◆ THE PROBLEM
Print every one of the rows below word for word, leaving out the pictures.

── TASK DATA ──

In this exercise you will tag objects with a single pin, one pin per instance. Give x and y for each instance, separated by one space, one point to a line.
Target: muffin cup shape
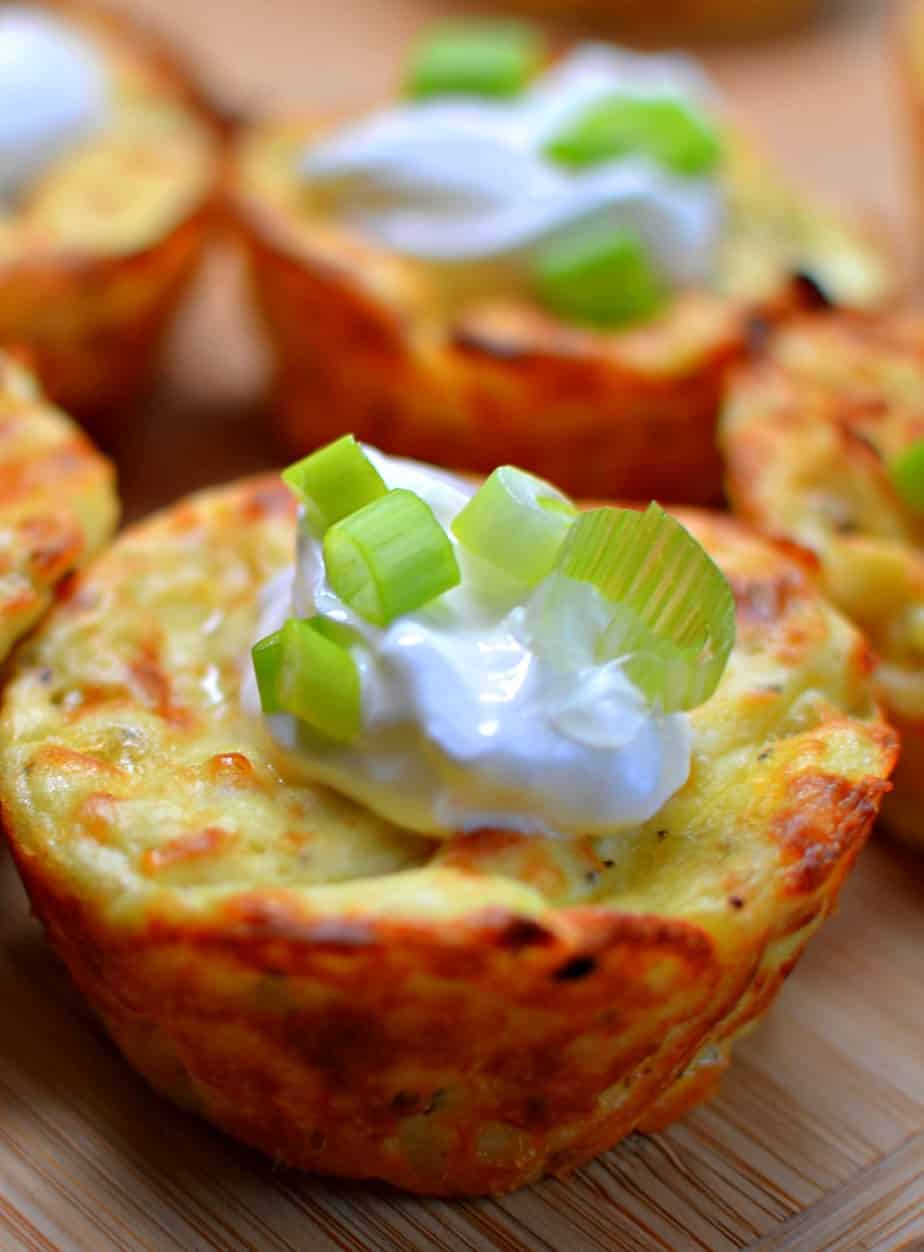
371 342
808 433
453 1017
58 502
94 308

───

◆ EXERCISE RESULT
In this exercise you will tag objects with a single pin, one pin per instance. Give x and y for each instance, separated by one space, one point to a line.
Target: muffin cup shape
371 342
808 433
453 1017
58 502
94 308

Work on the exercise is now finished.